#### WHAT YOU NEED TO DO:
Write out the material below again, substituting "test set" for "evaluation set" wherever it appears and keeping everything else the same. Leave the pictures out of your answer.

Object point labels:

___

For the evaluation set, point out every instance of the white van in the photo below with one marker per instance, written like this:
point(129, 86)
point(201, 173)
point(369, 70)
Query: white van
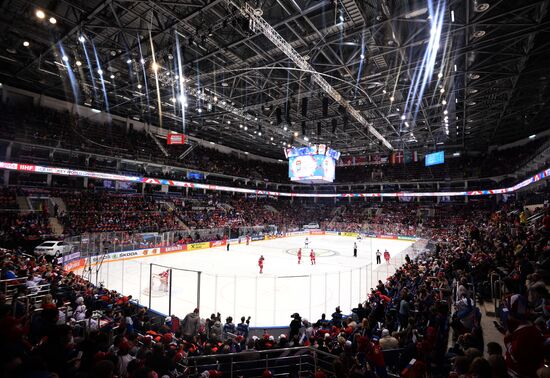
point(52, 248)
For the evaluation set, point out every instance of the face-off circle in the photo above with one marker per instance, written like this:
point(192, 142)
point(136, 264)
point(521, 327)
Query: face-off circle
point(319, 252)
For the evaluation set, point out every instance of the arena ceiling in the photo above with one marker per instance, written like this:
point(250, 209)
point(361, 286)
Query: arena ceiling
point(423, 74)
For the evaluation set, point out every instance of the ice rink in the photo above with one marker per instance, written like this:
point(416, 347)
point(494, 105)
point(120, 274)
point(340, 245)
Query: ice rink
point(230, 282)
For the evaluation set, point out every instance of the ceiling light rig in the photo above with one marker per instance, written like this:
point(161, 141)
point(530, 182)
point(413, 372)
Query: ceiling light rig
point(260, 25)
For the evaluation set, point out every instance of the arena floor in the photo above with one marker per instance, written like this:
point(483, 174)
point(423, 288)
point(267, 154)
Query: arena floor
point(230, 282)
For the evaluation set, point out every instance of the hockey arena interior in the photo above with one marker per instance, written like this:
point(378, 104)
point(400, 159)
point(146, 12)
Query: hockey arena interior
point(274, 188)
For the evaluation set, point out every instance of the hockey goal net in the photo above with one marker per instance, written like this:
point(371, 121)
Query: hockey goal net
point(159, 284)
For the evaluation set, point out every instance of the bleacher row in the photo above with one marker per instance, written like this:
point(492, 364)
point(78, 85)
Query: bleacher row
point(406, 318)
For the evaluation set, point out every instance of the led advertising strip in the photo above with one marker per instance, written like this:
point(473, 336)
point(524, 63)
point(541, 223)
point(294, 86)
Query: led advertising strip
point(184, 184)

___

#### THE RESULT:
For the test set, point out every instance of the white van in the photo below with one marker per instance, written like this:
point(129, 86)
point(201, 173)
point(369, 70)
Query: white van
point(52, 248)
For the test set, point out every instance of the face-off circle in the photo above with one marker per instance, written like this:
point(192, 142)
point(136, 264)
point(521, 327)
Query: face-off circle
point(319, 252)
For the test set, point out every instance of the arena ceiling in the photo above with one marker per instance, written like this:
point(250, 209)
point(361, 286)
Query: arena ceiling
point(423, 74)
For the test set, point out every instance of the ice rink in the photo above with one marker per instance, written like this:
point(416, 347)
point(494, 105)
point(120, 274)
point(340, 245)
Query: ice rink
point(230, 282)
For the test set, point out every instance of the ceiling light rig in the photo above with one marker per instance, written like this:
point(161, 141)
point(530, 182)
point(413, 372)
Query: ceiling light rig
point(260, 25)
For the test set, point out every instance of the arena floor in the photo above with one marker per instance, written like this:
point(483, 174)
point(423, 288)
point(267, 154)
Query: arena floor
point(230, 282)
For the test set, point out every instance of the hockey arena interior in the photo above with one marker per instance, written like this:
point(378, 104)
point(400, 159)
point(146, 12)
Query: hockey arena interior
point(274, 188)
For the test set, point out every instance of the hockey goal net in the photo above with one marker per instance, written like this:
point(371, 121)
Query: hockey goal net
point(159, 284)
For the test set, point out every instance of the bleacher row in the photo above with one marker per instance, written like this:
point(492, 364)
point(78, 85)
Query: bleacher row
point(406, 318)
For the test set, point out every instance of the led advertising strip in the photo above with one marker per instance, written like this:
point(473, 336)
point(524, 63)
point(541, 223)
point(294, 86)
Query: led advertising strip
point(184, 184)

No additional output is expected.